[INPUT DATA Boundary: Start]

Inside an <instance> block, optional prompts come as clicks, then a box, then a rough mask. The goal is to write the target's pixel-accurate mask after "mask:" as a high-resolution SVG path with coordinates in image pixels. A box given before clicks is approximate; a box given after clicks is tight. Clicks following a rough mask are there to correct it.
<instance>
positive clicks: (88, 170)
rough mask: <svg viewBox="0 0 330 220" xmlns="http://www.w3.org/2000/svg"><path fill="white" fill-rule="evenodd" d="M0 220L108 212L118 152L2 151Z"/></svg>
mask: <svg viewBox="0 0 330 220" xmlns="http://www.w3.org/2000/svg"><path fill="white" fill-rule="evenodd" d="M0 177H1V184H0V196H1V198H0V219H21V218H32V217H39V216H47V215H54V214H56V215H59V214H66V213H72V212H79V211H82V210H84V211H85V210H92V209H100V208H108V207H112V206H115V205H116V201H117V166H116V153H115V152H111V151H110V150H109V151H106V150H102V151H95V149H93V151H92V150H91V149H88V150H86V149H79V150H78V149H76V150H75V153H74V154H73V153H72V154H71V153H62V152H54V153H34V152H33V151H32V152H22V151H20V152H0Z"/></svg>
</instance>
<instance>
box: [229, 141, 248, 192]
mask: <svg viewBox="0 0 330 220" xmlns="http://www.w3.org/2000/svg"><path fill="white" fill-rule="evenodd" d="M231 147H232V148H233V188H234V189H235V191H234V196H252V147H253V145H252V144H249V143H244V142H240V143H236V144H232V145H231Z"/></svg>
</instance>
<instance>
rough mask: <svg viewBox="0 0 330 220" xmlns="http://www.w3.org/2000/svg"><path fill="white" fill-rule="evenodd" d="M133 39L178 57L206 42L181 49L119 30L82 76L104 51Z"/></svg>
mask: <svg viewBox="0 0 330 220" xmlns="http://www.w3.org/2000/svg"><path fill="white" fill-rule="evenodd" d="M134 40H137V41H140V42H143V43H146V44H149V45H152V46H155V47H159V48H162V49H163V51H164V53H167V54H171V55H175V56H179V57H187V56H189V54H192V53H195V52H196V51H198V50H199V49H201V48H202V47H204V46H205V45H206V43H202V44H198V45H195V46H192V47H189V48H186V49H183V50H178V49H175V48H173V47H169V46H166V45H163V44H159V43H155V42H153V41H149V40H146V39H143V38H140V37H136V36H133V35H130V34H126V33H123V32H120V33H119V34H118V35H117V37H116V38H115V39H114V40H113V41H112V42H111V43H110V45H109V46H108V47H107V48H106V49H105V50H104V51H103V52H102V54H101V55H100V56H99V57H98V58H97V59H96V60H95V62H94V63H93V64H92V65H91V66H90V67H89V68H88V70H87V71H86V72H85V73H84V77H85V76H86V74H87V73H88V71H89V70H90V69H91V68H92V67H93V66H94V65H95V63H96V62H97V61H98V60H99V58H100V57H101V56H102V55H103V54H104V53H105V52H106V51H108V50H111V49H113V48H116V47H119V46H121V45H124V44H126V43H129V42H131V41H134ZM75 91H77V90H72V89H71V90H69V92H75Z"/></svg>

[INPUT DATA Boundary: End]

REQUIRED WORK »
Only the lines with "clicks" are needed; find them in the records and copy each one.

OUTPUT FOR THIS EXERCISE »
Inside an <instance> block, optional prompts come as clicks, then a box, then a rough mask. The goal is to write the target's pixel-accurate mask after "mask:" as a high-resolution SVG path with coordinates in image pixels. A box given before clicks is approximate; a box given after clicks is tight. Clicks following a rough mask are there to correct it.
positive clicks: (88, 170)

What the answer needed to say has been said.